====== Page excerpt

Walking the Talk with Brett Crane, VP of Presales at Vivun
Recently, I sat down (virtually) for Q&A with Brett Crane, VP of Presales at Vivun. I learned how he carved out a path in Presales from individual contributor to manager, all the way up to the executive table. Take a peek at our conversation for insights into the evolution of a leader and how we do Presales at Vivun.
Perri: So, tell me Brett, how long have you been in Presales?
Brett: About 13 years, and I’ve spent basically the first half as an IC and the later half as a leader at various levels.
Perri: What about your “Hero origin story”; how did you end up in this field?
Brett: I really had no idea that I would end up working in the software industry. But I was looking for that first “real” job, and when I was offered a role at a small Boston startup called OpenAir, I figured that I’d give it a shot. I started out in Customer Success, which really translated into technical support for our customers.
I got to know the software inside-and-out, and decided to assist the sales team on their demos, thinking I might go into sales myself. But without really knowing it, I started performing the duties of a Sales Engineer, just without the title, and when my boss at that time connected the dots on what I was actually doing, he allowed me to create a new role and officially perform the Presales function. NetSuite ended up acquiring us, and so I joined a much larger, established SE team. That’s where I learned how things are done at scale.
Perri: How did you make the jump from IC to leader?
Brett: I knew that it would take a lot of preparation for me to earn the management job I wanted. I knew that I had to demonstrate strong results from a deal bookings standpoint. And I had a way of seeing things that were broken coupled with a willingness to invest time upfront to make improvements. I knew that to get in line for a management position; I’d have to go the extra mile to do things that benefitted the team as a whole. And that’s also what most excited me about the work that I was doing.
To actually get the promotion, it took a bit of luck in addition to the hard work. At the time, I was at Zuora, and we went through a restructuring of the field team. I knew that I’d earned the trust and faith from my SE leadership, and this was my chance to operate in an official leadership role. The other lesson here is to keep your network close. Presales is a small world. Fast-forwarding a few years, Matt Darrow and John Bruce, who were my Presales leaders back at Zuora, became the founders of Vivun.
Perri: Do you have any advice for new managers or ICs looking to become leaders?
Brett: Maybe this is cliché, but my advice is to focus on your people. I think about myself as a problem identifier and often a solver for the Presales org. I’m often the voice of the ICs up to the execs and across the rest of the company. If you make your team members successful and are passionate about the role and the company, then success will follow for you as well.
Perri: In a previous conversation, you mentioned that through much of your career, it was difficult to get all of your team’s insights and value up to executive leadership. How did you forge that path?
Brett: I think that one of the perplexing things about my field is that there is so much creativity involved that often goes unnoticed. There’s not always a clear path to some execs, but often I found that interest at that level “follows the revenue.” So maybe I’d say the path to getting Presales noticed is to focus on how our team drives the company’s top-line revenue. The most successful stories that I’ve been able to convey about my team individually or collectively have been related to showcasing success in creating new solutions, new demos, new pitches, and new content when it’s tied to driving revenue and closing deals.

============
====== Dataset entries

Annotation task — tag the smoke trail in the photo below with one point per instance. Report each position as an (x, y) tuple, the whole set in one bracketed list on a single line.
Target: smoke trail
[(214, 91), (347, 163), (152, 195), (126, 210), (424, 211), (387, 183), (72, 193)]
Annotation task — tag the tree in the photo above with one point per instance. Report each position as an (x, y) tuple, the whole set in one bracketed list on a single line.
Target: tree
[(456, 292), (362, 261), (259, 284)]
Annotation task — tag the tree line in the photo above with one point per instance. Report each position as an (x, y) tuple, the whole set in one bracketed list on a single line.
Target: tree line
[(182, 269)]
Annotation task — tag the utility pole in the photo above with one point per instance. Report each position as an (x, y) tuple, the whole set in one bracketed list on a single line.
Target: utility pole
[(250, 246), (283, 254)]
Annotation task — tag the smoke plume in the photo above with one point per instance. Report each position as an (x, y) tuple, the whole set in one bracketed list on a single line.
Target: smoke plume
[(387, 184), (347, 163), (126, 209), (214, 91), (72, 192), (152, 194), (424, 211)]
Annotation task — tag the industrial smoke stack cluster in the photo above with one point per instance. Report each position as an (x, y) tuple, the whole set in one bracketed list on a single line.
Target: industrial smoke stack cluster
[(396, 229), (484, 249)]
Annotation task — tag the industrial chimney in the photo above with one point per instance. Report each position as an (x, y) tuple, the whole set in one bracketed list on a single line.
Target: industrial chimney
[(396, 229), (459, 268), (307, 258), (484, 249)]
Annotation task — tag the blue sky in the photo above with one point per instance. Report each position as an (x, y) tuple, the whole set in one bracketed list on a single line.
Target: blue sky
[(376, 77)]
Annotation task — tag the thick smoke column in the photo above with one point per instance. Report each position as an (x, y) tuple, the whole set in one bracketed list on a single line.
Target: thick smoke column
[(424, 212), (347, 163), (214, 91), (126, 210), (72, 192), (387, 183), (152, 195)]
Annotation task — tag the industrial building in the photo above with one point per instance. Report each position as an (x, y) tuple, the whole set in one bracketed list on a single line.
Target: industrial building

============

- **Exercise instructions**
Please reproduce the section of the Brett Crane interview that opens with the words containing "Perri: What about" and closes with "for our customers.". The records were taken from a separate source and have no connection to the interview.

- **Answer in full**
Perri: What about your “Hero origin story”; how did you end up in this field?
Brett: I really had no idea that I would end up working in the software industry. But I was looking for that first “real” job, and when I was offered a role at a small Boston startup called OpenAir, I figured that I’d give it a shot. I started out in Customer Success, which really translated into technical support for our customers.